TEXTAUSZUG
☆ ☆ ☆

Das heißt, um unter Ihre Fittiche genommen zu werden, reicht es aus, wenn ein strammer Nazi bekundet, der Gewalt abzuschwören?

Der Ausstieg ist natürlich ein langer Prozess und bedeutet gleichzeitig einen Wiedereinstieg, also eine Rückkehr in die demokratische Gesellschaft. Deswegen ist die Betreuungssituation so wichtig. Wenn sich jemand bei uns meldet, hören wir genau zu und lassen uns dessen persönliche Geschichte erzählen. Selbstverständlich überprüfen wir die Angaben so gut es geht, auch die Motivation der Person, die wir aber nicht in Frage stellen.

Ein Nazi kann also mit viel Verständnis rechnen, wenn er nur auf reuig macht.

Das ist zu platt. Mit Verständnis hat unsere Arbeit nichts zu tun. Das Konzept der akzeptierenden Jugendarbeit zum Beispiel würde keiner unserer Mitarbeiter vertreten, weder in der Bildungs-, noch in der Exit-Arbeit. Wir stellen hohe Ansprüche an Aussteigewillige und machen ihnen deutlich, was mit uns läuft und was nicht. In der Regel bedarf es dazu aber keiner Reue, die Leute sind einfach in einer katastrophalen persönlichen Situation.

☆ ☆ ☆

DARGESTELLTES MATERIAL

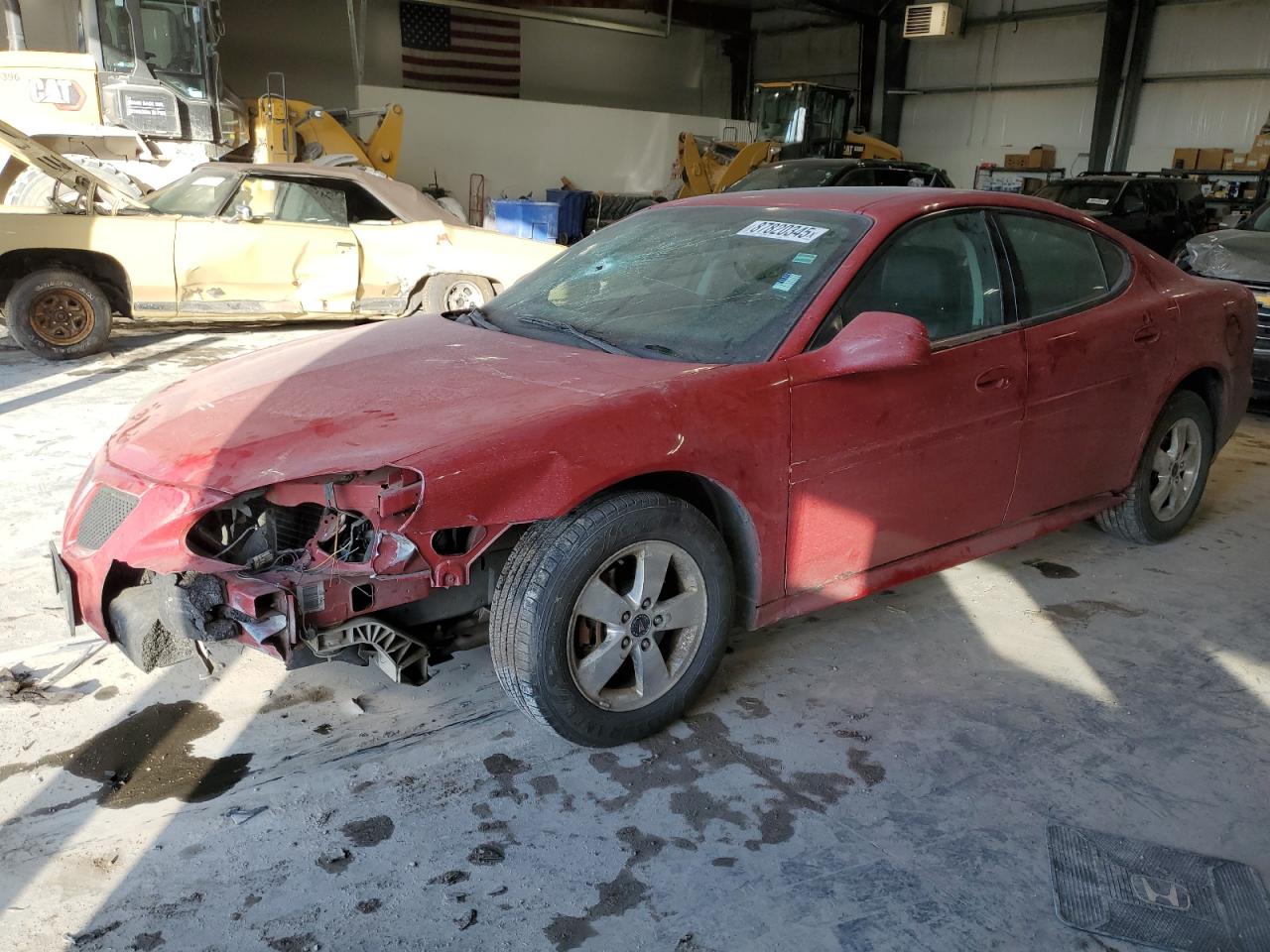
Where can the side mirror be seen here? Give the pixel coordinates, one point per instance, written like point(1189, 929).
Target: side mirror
point(875, 340)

☆ ☆ ☆

AUFGABEN
1) Beantworten Sie anhand des Interviewauszugs:
(a) Was bedeutet der Ausstieg gleichzeitig?
(b) Was prüfen die Befragten außer den Angaben einer Person, ohne sie in Frage zu stellen?
(c) Welches Konzept würde keiner ihrer Mitarbeiter vertreten?
2) Listen Sie alle Handlungen auf, die sich die Befragten im Interviewauszug mit „wir“ zuschreiben, soweit sie bejahend formuliert sind.
3) Setzen Sie den Interviewauszug zur Ausstiegsarbeit mit Neonazis nach seinem letzten Satz fort.
Das Material hat eine andere Herkunft als der Textauszug.

LÖSUNGEN
1)
(a) Einen Wiedereinstieg, also eine Rückkehr in die demokratische Gesellschaft.
(b) Die Motivation der Person.
(c) Das Konzept der akzeptierenden Jugendarbeit.

2)
- Sie hören genau zu.
- Sie lassen sich die persönliche Geschichte erzählen.
- Sie überprüfen die Angaben und die Motivation der Person so gut es geht.
- Sie stellen hohe Ansprüche an Aussteigewillige.
- Sie machen ihnen deutlich, was mit ihnen läuft und was nicht.

3)
Sie sagten, es gehe um den Wiedereinstieg in die demokratische Gesellschaft. Rassismus, Antisemitismus und latent völkisches Denken kennzeichnen doch gerade die gesellschaftliche Mitte.

Genau. Und deshalb funktioniert Exit nur im Gesamtpaket. Um Rassismus abzubauen bietet beispielsweise das ZDK Seminare und Fortbildungen an, auch mit Polizisten, Lehrern und Sozialarbeitern, ja selbst mit Staatsanwälten. So versuchen wir jene zivilgesellschaftlichen Strukuren zu stärken, die vor allem in Ostdeutschland nur wenig ausgeprägt sind. Ich betone: Exit ist lediglich ein Teil dieser Gesamtstrategie, wir betreuen die Aussteigewilligen und versuchen sie in neue Strukturen einzugliedern. Wer aus gefestigten Strukturen wie Kameradschaften aussteigt, muss zudem damit rechnen, als Verräter gebrandmarkt zu werden. Aber das ist ja auch eine Chance.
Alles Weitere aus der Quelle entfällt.